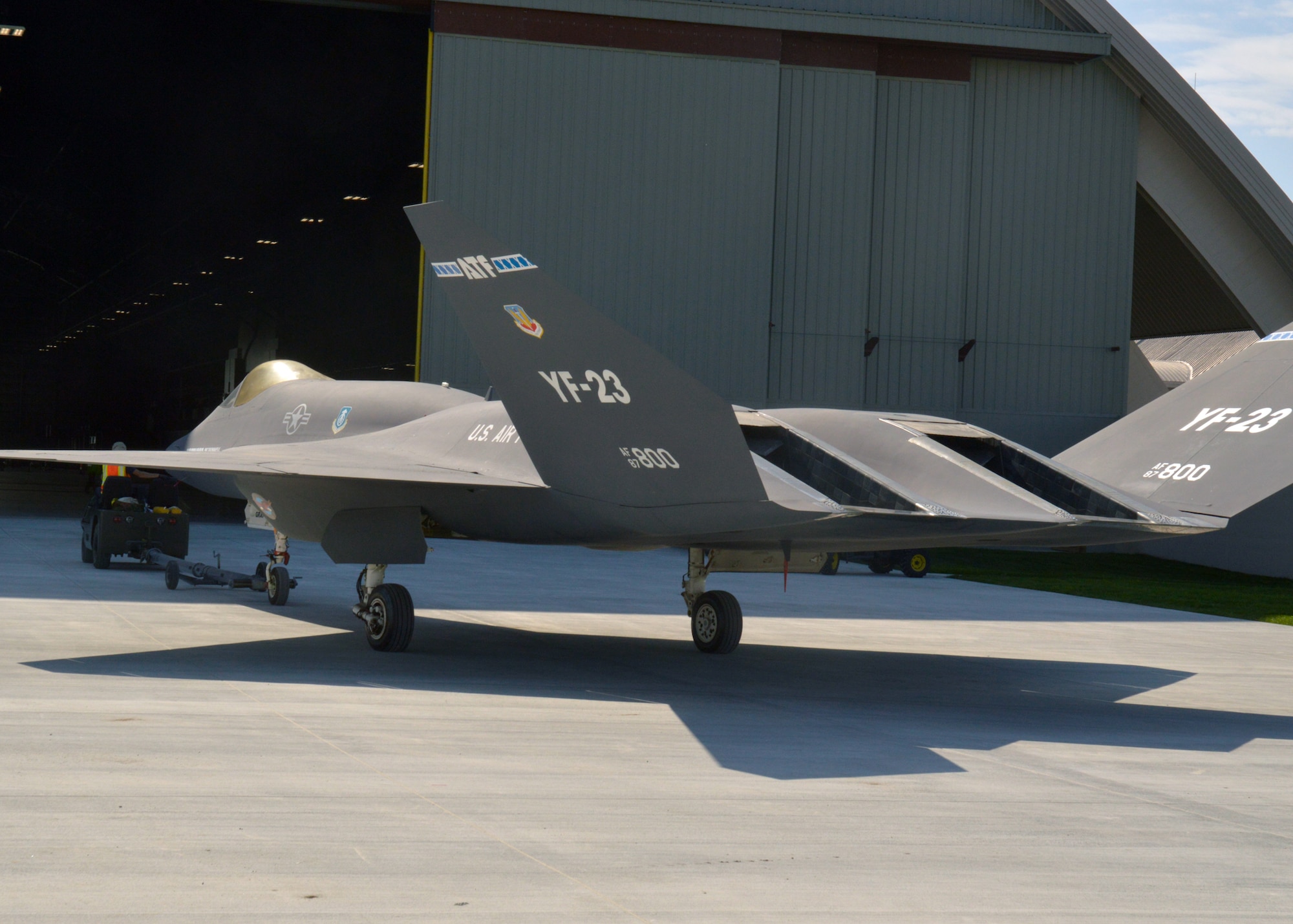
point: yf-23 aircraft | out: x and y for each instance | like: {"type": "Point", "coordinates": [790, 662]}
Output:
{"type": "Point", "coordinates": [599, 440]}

---

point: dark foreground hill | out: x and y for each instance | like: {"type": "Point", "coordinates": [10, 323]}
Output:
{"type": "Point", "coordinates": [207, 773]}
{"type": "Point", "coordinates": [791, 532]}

---

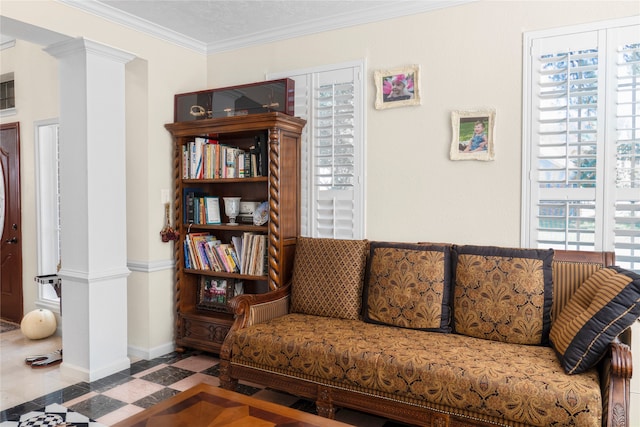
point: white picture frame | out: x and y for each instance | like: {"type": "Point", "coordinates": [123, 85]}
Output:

> Work required:
Pick out each line of the rows above that contains the word "like", and copy those lines.

> Solution to this task:
point: yf-23 aircraft | out: x and y for each instance | like: {"type": "Point", "coordinates": [790, 662]}
point: dark foreground hill | out: x and y for each instance | like: {"type": "Point", "coordinates": [10, 323]}
point: white picture frame | out: x and y for each instance | like: {"type": "Point", "coordinates": [123, 85]}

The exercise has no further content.